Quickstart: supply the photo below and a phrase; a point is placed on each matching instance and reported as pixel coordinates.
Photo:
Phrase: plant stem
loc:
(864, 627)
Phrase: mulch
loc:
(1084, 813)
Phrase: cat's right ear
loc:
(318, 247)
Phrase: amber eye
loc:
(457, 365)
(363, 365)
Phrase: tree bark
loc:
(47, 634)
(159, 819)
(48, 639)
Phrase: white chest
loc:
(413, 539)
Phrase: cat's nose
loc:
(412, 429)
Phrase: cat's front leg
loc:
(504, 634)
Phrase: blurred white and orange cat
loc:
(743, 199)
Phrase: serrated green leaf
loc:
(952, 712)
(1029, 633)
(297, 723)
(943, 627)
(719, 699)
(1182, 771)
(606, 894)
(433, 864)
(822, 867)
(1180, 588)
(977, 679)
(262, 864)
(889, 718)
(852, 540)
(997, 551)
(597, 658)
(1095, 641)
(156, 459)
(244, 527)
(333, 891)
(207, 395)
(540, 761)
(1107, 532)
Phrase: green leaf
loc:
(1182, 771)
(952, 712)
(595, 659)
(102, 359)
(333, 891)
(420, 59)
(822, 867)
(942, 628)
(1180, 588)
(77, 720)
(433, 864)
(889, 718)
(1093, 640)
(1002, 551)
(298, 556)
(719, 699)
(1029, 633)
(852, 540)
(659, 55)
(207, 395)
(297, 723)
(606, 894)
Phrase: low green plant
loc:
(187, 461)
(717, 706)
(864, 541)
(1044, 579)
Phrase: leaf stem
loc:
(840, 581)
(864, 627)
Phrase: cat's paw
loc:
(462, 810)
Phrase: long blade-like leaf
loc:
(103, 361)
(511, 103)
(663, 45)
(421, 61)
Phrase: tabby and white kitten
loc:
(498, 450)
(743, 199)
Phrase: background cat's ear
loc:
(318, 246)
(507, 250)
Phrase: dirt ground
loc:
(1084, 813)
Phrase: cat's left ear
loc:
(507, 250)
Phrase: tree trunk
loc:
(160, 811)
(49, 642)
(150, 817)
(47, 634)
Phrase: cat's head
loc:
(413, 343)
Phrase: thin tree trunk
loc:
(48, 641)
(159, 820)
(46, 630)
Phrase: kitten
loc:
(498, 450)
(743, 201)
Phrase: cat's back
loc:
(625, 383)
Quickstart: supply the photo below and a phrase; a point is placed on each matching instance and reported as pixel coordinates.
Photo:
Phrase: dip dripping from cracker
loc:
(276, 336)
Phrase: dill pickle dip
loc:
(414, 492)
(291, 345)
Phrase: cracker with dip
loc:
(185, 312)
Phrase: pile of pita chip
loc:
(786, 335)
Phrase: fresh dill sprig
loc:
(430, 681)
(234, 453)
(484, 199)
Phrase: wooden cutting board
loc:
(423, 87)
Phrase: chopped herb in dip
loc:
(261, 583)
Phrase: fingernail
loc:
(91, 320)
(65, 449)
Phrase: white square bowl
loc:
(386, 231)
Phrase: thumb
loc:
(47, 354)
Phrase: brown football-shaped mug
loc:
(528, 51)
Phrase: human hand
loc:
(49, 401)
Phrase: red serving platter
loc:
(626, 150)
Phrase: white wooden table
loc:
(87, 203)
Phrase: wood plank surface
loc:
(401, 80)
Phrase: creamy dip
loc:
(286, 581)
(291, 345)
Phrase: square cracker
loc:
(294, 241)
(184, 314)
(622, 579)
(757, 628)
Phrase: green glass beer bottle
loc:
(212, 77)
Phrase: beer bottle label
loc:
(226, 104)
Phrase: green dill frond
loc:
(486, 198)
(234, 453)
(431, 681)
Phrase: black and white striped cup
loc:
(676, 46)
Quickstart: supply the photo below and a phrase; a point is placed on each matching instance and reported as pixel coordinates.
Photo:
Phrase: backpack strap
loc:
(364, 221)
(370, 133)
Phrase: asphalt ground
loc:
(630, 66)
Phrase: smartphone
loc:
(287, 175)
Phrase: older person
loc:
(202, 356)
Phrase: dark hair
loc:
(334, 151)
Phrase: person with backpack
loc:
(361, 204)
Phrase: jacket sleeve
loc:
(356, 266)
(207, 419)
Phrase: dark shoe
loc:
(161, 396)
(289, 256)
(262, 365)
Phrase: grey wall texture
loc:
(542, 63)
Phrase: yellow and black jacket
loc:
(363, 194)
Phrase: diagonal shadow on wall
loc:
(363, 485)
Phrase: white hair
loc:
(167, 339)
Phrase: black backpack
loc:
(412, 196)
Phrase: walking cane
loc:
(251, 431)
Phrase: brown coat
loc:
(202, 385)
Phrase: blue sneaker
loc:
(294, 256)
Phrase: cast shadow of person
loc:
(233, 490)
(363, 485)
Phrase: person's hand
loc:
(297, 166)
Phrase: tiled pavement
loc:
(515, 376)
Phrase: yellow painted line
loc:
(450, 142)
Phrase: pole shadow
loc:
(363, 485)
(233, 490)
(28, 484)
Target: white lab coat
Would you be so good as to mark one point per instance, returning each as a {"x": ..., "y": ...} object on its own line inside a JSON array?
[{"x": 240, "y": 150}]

+ + + + + + +

EXERCISE BRIEF: Rewrite the whole listing above, substituting "walking stick" for "walking cane" and leaving every other line unchanged.

PROBLEM SOLUTION:
Quickstart: supply the photo below and a phrase; a point is placed on each matching instance and reported as pixel coordinates.
Photo:
Phrase: plant stem
loc:
(864, 627)
Phrase: mulch
loc:
(1084, 813)
Phrase: cat's right ear
loc:
(318, 247)
Phrase: amber eye
loc:
(457, 365)
(363, 365)
Phrase: tree bark
loc:
(47, 634)
(159, 819)
(48, 639)
Phrase: white chest
loc:
(413, 539)
Phrase: cat's nose
loc:
(412, 429)
Phrase: cat's front leg
loc:
(504, 634)
Phrase: blurred white and orange cat
loc:
(743, 199)
Phrase: serrated green leaf
loc:
(952, 712)
(1029, 633)
(297, 723)
(943, 627)
(719, 699)
(1182, 771)
(606, 894)
(433, 864)
(822, 867)
(1180, 588)
(977, 679)
(262, 864)
(889, 718)
(852, 540)
(997, 551)
(597, 658)
(1095, 641)
(156, 459)
(244, 527)
(333, 891)
(207, 395)
(540, 761)
(1107, 532)
Phrase: green leaf
loc:
(1182, 771)
(952, 712)
(595, 659)
(102, 359)
(333, 891)
(420, 59)
(822, 867)
(942, 628)
(1180, 588)
(77, 720)
(433, 864)
(889, 718)
(1093, 640)
(1002, 551)
(298, 556)
(719, 699)
(1029, 633)
(852, 540)
(659, 55)
(207, 395)
(297, 723)
(606, 894)
Phrase: low green plant
loc:
(187, 461)
(717, 706)
(864, 541)
(1044, 579)
Phrase: leaf stem
loc:
(840, 581)
(864, 627)
Phrase: cat's paw
loc:
(462, 810)
Phrase: long blade-like leaf
loc:
(103, 361)
(511, 103)
(663, 45)
(421, 61)
Phrase: tabby and white kitten
loc:
(498, 450)
(743, 199)
Phrase: background cat's ear
loc:
(318, 246)
(507, 250)
Phrase: dirt ground
loc:
(1084, 813)
Phrase: cat's left ear
loc:
(507, 250)
Phrase: tree trunk
loc:
(160, 811)
(49, 642)
(150, 817)
(47, 634)
Phrase: cat's head
loc:
(413, 343)
Phrase: thin tree trunk
loc:
(48, 641)
(159, 820)
(46, 630)
Phrase: kitten
loc:
(498, 450)
(743, 201)
Phrase: cat's back
loc:
(625, 383)
Quickstart: supply the photo below and a phrase; a point is placed on each matching instance and reported as pixel coordinates.
Photo:
Phrase: dip dripping from cracker
loc:
(276, 336)
Phrase: dill pickle dip
loc:
(414, 492)
(291, 345)
Phrase: cracker with dip
loc:
(185, 312)
Phrase: pile of pita chip
loc:
(786, 335)
Phrase: fresh dill sprig
loc:
(430, 681)
(234, 453)
(484, 199)
Phrase: wooden cutting board
loc:
(423, 87)
Phrase: chopped herb in dip
loc:
(261, 583)
Phrase: fingernail
loc:
(91, 320)
(65, 449)
Phrase: white square bowl
loc:
(386, 231)
Phrase: thumb
loc:
(47, 354)
Phrase: brown football-shaped mug
loc:
(528, 51)
Phrase: human hand
loc:
(49, 401)
Phrase: red serving platter
loc:
(626, 150)
Phrase: white wooden table
loc:
(87, 203)
Phrase: wood plank surface
loc:
(401, 80)
Phrase: creamy dip
loc:
(286, 581)
(291, 345)
Phrase: square cracker
loc:
(294, 241)
(184, 314)
(622, 579)
(757, 628)
Phrase: green glass beer bottle
loc:
(212, 77)
Phrase: beer bottle label
loc:
(226, 104)
Phrase: green dill frond
loc:
(486, 198)
(234, 453)
(431, 681)
Phrase: black and white striped cup
loc:
(676, 46)
Quickstart: supply the photo below and a phrase; a point is placed on each matching instance and reported as pixel coordinates.
Photo:
Phrase: backpack strap
loc:
(364, 221)
(370, 133)
Phrase: asphalt ground
loc:
(630, 66)
Phrase: smartphone
loc:
(287, 175)
Phrase: older person
loc:
(202, 356)
Phrase: dark hair
loc:
(334, 151)
Phrase: person with backpack
loc:
(361, 204)
Phrase: jacket sleeve
loc:
(356, 266)
(207, 419)
Phrase: dark shoe
loc:
(161, 396)
(289, 256)
(262, 365)
Phrase: grey wall texture
loc:
(542, 63)
Phrase: yellow and black jacket
loc:
(363, 194)
Phrase: diagonal shadow on wall
loc:
(363, 485)
Phrase: white hair
loc:
(167, 339)
Phrase: black backpack
loc:
(412, 196)
Phrase: walking stick
loc:
(251, 431)
Phrase: brown coat
loc:
(202, 385)
Phrase: blue sneaker
loc:
(294, 256)
Phrase: cast shadow of person
loc:
(233, 490)
(363, 485)
Phrase: person's hand
loc:
(297, 166)
Phrase: tiled pavement
loc:
(515, 376)
Phrase: yellow painted line
loc:
(450, 142)
Phrase: pole shadow
loc:
(363, 485)
(233, 490)
(28, 484)
Target: white lab coat
Would you be so good as to mark one point per instance, returning each as a {"x": ..., "y": ...} object on its own line inside a JSON array?
[{"x": 240, "y": 150}]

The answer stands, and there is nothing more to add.